### Directive
Recast the lines that open with the one containing "Return the mask of every instance of the grassy" and close with the one containing "254 369 L 252", both included, as a JSON list of strings with one string per line and blank lines omitted.

### Given records

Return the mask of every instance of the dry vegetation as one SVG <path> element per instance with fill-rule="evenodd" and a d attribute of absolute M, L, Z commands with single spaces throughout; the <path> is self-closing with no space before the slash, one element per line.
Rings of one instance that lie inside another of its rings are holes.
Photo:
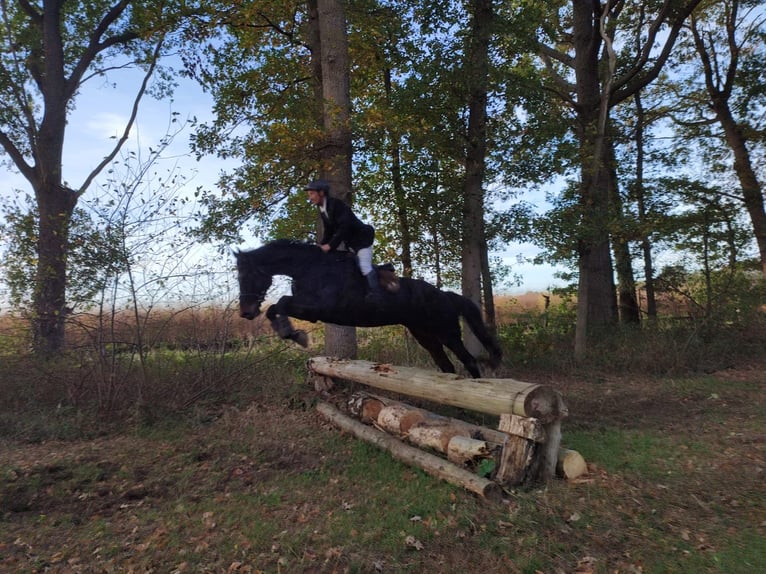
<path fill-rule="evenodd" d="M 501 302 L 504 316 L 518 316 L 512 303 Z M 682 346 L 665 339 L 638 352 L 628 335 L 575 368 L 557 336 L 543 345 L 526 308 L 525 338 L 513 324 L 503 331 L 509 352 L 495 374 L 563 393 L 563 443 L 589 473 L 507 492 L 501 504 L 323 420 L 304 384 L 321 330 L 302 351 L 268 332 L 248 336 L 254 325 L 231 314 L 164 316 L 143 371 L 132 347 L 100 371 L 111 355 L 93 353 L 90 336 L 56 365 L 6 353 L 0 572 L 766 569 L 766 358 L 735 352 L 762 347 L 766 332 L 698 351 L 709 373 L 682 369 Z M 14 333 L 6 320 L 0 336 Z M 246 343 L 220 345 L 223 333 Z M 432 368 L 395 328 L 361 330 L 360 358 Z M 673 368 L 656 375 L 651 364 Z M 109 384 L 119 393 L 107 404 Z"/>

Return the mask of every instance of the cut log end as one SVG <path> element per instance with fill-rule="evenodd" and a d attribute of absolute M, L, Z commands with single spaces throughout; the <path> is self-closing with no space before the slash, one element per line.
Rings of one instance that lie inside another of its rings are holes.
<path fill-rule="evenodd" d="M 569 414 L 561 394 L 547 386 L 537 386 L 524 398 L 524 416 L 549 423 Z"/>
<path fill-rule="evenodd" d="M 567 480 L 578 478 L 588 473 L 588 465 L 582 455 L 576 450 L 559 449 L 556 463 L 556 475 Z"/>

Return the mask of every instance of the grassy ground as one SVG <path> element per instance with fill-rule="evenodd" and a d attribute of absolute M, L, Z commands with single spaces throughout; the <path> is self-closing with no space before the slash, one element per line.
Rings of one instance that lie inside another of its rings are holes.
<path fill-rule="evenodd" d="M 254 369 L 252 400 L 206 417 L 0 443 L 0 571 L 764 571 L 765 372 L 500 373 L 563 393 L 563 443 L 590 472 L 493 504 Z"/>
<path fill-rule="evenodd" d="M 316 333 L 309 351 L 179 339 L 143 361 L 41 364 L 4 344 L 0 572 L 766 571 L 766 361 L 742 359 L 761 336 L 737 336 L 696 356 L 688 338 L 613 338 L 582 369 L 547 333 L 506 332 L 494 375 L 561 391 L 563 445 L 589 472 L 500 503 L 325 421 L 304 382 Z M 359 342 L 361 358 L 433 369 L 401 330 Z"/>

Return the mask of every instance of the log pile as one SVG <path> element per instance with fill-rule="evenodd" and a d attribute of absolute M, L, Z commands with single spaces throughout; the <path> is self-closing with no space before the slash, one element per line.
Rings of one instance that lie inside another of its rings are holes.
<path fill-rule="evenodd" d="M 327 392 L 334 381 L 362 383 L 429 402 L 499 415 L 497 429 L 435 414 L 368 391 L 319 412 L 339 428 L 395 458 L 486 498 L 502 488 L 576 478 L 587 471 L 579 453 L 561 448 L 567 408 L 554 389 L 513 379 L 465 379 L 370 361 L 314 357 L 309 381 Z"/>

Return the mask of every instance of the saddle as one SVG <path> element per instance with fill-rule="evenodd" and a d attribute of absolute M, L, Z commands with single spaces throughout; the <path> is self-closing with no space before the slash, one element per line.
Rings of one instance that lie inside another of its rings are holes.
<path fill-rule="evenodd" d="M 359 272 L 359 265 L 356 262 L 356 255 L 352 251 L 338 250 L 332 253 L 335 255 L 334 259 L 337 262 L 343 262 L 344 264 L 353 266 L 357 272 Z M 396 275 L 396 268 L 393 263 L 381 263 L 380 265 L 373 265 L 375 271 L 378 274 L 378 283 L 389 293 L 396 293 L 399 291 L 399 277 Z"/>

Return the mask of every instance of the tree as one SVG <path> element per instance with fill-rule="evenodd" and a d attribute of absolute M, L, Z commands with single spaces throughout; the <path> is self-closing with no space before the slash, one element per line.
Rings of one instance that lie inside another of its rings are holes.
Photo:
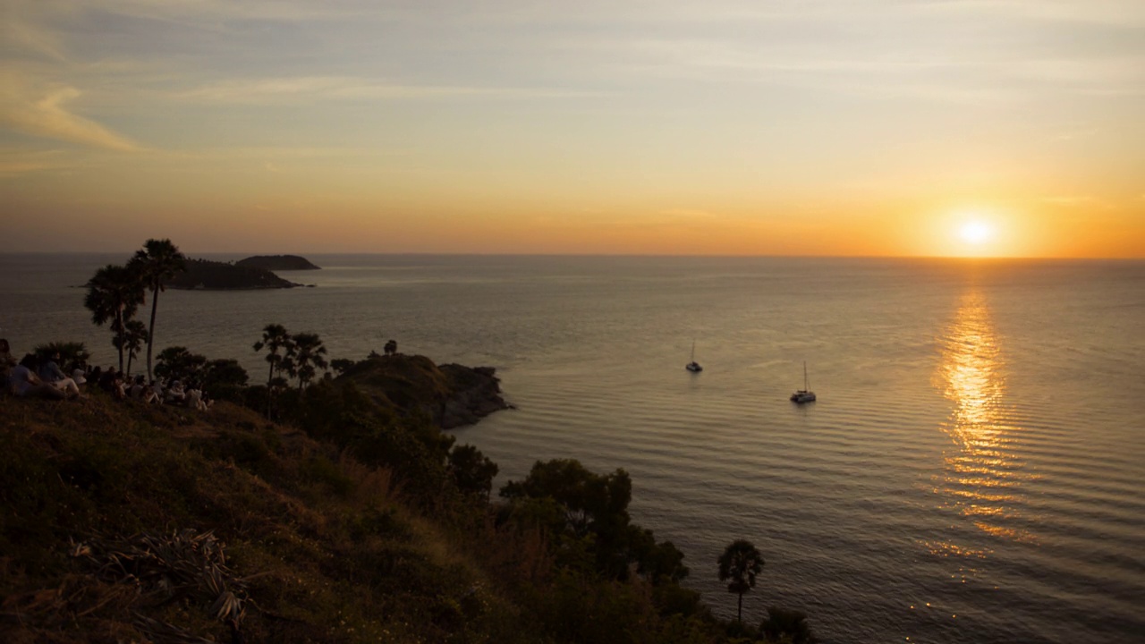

### Task response
[
  "Return the mask of every instance of the grassy ground as one SVG <path> element per instance with fill-rule=\"evenodd\" and a d attribute of absolute M, L, Z commands with single spaces throughout; the <path> is self-closing with no space before the slash, one element per line.",
  "Rings of one instance that lie inside another of its rings are holes.",
  "<path fill-rule=\"evenodd\" d=\"M 254 369 L 252 400 L 206 417 L 0 443 L 0 571 L 764 571 L 765 372 L 500 373 L 563 393 L 563 443 L 590 472 L 493 504 Z\"/>"
]